The Independent's journalism is supported by our readers. When you purchase through links on our site, we may earn commission.

What Denmark's new drama 1864 tells us about British nationalism on television

In Denmark, the programme has become much more than either a history lesson or a piece of evening entertainment

Ellen E. Jones
Friday 15 May 2015 00:18 BST
Comments
Sylvester Byder and Fanny Leander Bornedal in 1864
Sylvester Byder and Fanny Leander Bornedal in 1864

It's probably best not to think of new drama 1864 as an eight-hour lesson in Danish history. That might dissuade viewers from tuning in tomorrow evening, which would be a shame. Better to think of it as sweeping, period drama on an epic scale, featuring all your favourite actors from the subtitled BBC4 hits of the past six years.

Søren Malling aka The Killing’s Detective Jan Meyer plays Johan, a senior Danish army officer during the Second Schleswig War fought against Prussia. Borgen’s PM Birgitte Nyborg (real name: Sidse Babett Knudsen) is more charismatic still as Johanne Luise Heiberg, the greatest actress of her day, while Jakob Oftebro who played eco-terrorist Mads in the second series of The Bridge has a starring role here as Laust Jensen, an ordinary Danish farmhand who goes off to fight in the doomed war.

§ Point localization data
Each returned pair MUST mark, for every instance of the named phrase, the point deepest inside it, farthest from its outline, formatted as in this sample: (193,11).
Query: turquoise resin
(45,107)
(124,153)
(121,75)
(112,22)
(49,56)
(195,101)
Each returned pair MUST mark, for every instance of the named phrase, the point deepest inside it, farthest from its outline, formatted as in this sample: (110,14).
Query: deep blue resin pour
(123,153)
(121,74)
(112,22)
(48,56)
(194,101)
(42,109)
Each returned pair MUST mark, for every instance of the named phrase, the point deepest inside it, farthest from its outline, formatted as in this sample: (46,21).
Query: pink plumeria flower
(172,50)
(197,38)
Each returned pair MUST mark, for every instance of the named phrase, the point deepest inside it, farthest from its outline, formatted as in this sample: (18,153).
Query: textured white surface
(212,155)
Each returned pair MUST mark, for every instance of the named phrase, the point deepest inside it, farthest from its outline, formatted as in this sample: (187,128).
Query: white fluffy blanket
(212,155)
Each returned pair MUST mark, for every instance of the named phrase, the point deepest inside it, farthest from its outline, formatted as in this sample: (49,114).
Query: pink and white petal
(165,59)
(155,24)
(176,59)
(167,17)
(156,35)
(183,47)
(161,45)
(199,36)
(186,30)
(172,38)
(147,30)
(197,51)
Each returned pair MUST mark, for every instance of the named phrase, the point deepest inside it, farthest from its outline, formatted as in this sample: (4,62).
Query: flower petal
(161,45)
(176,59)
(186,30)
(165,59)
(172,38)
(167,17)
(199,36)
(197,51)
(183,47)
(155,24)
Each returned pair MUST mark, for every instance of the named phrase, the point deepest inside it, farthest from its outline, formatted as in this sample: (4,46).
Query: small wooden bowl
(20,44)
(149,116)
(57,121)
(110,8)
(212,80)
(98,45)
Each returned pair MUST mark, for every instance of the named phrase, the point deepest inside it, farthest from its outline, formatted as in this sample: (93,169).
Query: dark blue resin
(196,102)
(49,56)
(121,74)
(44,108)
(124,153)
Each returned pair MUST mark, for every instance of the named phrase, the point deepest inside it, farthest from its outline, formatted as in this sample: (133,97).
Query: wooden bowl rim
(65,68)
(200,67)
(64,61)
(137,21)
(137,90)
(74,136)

§ Required action 1
List every actor named in the article about the Danish drama 1864, including those in the photo caption.
§ Required action 2
Write the next part of the article about the Danish drama 1864, picking up after its last sentence.

§ Exercise result 1
Sylvester Byder
Fanny Leander Bornedal
Søren Malling
Sidse Babett Knudsen
Jakob Oftebro

§ Exercise result 2
In Denmark, 1864 has become much more than either a history lesson or a piece of evening entertainment. When it first aired there last October, it captured a massive 67 per cent viewing share and as writer/director Ole Boredal joked “this can only be compared to when Kim Jong-un makes a speech [in North Korea]”. However, not everyone approved of the drama’s implicit criticism of the nationalism-inspired war. “The right wing said we were rewriting history. They thought it was an attack on them,” explained Boredal “The Danes, like the British, feel we are the best…A certain kind of humility would be suitable for both the Brits and the Danes.”

But has a British television programme ever stirred up an equivalent national controversy? The closest comparison might be Blackadder Goes Forth which aired in 1989, but is still used in classroom teaching of the First World War. Last year, the then education secretary Michael Gove took the programme to task for what he saw as a false portrayal of the war as “a series of catastrophic mistakes perpetrated by an out-of-touch elite.” Writing in the Daily Mail he urged readers to remember that “Britain’s role in the world has also been marked by nobility and courage.”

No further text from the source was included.